%%

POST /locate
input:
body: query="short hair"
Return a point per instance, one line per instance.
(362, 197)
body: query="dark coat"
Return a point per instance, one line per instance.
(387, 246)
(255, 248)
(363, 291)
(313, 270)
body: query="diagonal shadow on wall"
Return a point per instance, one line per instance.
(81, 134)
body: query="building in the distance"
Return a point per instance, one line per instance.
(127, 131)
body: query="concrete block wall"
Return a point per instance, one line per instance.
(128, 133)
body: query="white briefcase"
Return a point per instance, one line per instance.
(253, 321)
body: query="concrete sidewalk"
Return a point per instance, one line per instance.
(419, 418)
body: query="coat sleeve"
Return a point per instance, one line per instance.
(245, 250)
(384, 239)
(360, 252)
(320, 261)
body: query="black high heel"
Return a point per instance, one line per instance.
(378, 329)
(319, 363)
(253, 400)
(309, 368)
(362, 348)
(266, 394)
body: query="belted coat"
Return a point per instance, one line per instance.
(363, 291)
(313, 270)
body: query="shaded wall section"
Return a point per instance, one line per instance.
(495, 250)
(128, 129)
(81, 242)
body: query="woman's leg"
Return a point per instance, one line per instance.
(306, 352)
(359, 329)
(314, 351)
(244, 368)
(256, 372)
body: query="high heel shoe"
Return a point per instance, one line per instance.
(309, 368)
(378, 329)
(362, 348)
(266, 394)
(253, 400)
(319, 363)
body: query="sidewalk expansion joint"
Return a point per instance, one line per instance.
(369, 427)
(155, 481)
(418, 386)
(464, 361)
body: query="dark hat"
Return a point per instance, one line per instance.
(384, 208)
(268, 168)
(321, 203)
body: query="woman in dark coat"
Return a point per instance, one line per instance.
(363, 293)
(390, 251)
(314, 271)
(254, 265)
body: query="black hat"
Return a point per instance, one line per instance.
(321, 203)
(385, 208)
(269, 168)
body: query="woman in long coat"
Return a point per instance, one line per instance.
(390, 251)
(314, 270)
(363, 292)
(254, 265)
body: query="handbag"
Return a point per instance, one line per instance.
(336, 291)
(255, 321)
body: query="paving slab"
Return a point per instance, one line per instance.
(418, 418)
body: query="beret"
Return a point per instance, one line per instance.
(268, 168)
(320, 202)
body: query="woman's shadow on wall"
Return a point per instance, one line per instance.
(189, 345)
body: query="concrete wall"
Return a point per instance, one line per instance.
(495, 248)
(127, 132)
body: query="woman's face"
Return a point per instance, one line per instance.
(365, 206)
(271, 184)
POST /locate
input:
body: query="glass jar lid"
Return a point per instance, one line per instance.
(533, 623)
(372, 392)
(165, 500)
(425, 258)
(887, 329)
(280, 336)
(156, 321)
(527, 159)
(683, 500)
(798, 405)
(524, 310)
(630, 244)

%%
%%

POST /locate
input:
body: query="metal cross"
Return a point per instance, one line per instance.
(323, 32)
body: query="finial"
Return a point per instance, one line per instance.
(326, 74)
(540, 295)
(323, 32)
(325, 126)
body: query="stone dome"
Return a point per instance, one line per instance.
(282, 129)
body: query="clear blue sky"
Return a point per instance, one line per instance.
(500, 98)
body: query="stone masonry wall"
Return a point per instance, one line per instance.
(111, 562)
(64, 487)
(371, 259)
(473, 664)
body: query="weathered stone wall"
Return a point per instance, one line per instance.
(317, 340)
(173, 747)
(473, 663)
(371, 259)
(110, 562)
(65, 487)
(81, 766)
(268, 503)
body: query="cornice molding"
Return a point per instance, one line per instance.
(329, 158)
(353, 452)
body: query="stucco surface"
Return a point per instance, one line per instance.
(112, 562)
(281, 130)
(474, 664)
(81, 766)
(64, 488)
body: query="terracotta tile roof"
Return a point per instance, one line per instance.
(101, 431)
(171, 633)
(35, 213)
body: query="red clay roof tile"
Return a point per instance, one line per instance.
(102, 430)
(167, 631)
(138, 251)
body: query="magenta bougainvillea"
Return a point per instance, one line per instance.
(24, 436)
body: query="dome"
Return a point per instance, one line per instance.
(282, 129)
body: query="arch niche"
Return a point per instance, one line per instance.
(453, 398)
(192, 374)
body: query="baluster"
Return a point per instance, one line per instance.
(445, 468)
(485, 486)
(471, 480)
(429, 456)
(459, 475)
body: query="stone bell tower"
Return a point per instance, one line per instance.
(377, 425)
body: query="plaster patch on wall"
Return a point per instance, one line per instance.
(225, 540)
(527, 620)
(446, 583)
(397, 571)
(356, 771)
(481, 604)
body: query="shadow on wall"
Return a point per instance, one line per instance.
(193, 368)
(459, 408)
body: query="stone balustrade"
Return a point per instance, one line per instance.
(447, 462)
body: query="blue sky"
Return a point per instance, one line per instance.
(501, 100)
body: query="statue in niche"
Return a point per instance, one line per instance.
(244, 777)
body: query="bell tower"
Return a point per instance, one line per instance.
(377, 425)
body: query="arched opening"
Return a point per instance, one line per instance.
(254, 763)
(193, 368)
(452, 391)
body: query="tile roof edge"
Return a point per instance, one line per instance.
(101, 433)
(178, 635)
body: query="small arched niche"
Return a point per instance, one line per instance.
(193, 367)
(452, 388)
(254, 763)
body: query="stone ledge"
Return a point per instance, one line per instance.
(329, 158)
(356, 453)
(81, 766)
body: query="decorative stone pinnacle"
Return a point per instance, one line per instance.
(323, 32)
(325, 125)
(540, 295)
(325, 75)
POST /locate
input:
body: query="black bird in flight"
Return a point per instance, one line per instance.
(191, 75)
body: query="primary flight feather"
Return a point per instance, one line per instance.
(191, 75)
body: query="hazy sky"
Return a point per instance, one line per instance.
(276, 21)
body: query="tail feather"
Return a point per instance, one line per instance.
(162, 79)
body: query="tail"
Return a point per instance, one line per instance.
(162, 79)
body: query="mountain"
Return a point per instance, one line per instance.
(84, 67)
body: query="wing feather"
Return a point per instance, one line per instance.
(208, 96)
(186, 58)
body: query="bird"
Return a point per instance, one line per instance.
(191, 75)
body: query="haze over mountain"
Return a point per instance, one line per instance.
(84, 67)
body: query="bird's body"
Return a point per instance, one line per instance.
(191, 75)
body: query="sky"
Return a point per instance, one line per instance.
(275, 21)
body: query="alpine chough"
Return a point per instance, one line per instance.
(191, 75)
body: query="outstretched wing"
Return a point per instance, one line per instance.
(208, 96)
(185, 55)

%%
%%

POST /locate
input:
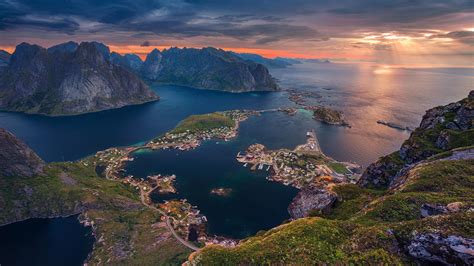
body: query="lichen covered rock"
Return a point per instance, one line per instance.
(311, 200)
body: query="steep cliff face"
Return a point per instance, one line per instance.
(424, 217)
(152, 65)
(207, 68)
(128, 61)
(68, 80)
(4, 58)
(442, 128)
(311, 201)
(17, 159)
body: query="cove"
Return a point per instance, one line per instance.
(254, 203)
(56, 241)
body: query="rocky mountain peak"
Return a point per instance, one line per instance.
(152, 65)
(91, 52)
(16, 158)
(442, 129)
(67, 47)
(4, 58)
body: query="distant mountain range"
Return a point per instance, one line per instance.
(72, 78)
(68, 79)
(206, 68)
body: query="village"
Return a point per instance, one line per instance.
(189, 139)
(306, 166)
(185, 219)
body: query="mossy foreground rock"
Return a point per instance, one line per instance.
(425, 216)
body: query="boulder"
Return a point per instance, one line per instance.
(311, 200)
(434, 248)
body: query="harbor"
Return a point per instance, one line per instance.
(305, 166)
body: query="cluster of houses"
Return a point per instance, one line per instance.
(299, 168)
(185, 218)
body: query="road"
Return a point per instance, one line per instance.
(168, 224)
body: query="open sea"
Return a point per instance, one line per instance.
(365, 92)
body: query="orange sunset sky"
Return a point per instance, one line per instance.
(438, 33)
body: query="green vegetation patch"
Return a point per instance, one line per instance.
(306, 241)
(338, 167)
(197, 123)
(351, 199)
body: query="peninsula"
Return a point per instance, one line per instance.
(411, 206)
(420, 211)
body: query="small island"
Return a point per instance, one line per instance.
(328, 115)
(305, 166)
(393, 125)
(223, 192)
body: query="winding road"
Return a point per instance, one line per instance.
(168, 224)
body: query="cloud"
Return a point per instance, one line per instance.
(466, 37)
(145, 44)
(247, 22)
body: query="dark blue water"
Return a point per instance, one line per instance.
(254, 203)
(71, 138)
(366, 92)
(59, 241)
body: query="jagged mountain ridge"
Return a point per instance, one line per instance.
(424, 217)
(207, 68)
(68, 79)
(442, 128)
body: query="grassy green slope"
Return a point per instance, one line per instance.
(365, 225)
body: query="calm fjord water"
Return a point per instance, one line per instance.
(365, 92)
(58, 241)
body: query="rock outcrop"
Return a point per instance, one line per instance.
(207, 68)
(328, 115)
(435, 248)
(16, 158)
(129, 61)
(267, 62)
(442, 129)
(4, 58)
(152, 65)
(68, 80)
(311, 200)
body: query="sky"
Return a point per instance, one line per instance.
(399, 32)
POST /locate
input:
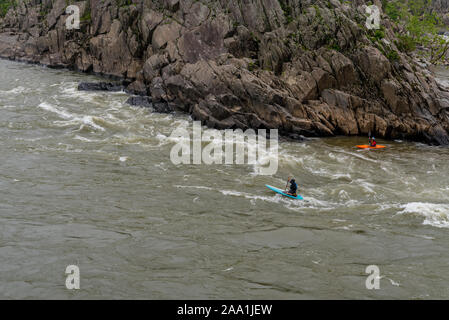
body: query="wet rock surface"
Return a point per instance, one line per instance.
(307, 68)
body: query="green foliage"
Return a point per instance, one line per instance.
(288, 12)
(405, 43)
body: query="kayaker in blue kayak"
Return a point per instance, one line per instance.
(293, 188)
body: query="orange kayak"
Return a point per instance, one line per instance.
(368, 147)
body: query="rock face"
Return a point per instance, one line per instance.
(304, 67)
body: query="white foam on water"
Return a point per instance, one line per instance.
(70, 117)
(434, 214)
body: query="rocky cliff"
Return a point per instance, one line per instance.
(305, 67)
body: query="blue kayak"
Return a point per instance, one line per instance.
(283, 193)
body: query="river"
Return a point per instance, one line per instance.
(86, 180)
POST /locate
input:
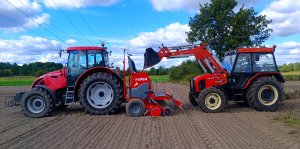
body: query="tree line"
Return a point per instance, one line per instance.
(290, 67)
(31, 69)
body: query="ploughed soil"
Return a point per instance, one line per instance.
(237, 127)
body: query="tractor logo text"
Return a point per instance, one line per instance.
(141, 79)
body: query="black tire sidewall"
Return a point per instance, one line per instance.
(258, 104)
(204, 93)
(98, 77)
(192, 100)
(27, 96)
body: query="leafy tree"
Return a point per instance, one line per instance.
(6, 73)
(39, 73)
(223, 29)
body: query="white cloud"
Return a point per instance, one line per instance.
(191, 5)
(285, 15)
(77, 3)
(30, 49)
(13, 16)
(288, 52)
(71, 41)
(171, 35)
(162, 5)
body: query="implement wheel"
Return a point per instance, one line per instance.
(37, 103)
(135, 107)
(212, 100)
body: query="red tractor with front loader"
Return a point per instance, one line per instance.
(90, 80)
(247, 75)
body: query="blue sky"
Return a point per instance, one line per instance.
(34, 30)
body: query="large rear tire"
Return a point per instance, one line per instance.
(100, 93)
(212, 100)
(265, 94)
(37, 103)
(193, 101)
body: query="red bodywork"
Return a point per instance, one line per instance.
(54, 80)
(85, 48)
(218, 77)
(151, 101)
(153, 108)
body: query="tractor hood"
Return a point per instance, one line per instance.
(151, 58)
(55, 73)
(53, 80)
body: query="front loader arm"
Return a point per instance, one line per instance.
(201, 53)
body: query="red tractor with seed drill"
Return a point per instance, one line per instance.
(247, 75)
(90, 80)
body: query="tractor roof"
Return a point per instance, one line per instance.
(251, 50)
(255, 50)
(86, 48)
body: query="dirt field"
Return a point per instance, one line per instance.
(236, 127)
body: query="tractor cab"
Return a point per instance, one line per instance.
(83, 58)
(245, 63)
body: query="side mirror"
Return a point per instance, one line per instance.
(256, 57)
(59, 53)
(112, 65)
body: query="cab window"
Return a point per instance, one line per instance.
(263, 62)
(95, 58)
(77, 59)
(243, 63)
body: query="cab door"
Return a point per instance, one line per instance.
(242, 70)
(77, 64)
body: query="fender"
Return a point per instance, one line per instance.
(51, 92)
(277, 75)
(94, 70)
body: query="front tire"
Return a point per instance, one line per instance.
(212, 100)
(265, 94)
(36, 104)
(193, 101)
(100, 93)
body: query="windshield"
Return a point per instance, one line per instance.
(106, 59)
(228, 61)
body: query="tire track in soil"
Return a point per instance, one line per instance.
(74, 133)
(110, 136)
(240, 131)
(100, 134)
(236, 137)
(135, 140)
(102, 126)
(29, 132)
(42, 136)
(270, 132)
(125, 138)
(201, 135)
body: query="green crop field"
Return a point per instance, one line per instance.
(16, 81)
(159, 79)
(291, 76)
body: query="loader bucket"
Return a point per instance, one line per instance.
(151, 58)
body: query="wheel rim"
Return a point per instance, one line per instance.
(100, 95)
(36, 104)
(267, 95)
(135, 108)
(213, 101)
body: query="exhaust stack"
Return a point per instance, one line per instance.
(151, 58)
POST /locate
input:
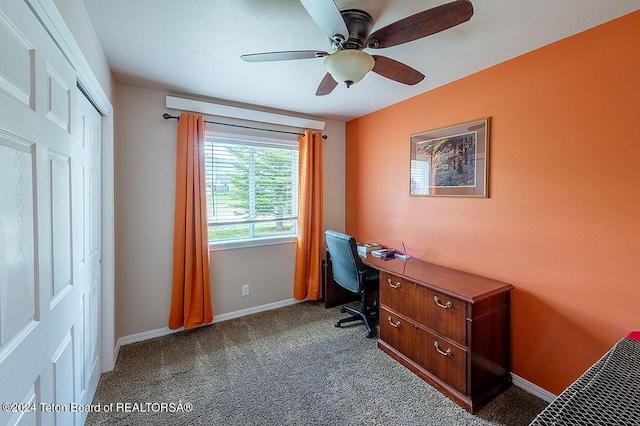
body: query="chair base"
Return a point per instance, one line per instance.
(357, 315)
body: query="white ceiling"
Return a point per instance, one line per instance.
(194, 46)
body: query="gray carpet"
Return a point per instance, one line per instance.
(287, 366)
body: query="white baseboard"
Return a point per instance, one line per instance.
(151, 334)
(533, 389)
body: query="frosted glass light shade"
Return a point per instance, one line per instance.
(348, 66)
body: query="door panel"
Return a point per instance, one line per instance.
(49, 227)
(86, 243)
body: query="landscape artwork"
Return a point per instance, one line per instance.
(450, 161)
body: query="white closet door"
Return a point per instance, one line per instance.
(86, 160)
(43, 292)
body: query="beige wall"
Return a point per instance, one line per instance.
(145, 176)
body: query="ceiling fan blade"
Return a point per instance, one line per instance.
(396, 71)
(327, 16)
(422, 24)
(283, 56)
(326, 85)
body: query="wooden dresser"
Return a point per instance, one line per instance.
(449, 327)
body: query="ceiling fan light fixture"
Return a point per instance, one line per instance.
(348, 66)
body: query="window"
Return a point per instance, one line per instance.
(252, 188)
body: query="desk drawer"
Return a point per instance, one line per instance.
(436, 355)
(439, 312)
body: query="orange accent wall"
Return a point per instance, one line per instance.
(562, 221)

%%

• Given request
Pick out every line in the entries above that contains the string "black", treating uppercase and lowercase letters as different, and copy each of those lines.

• Expected output
body: query="black high heel"
body: query="black hat"
body: query="black bird in flight"
body: query="black tire sidewall"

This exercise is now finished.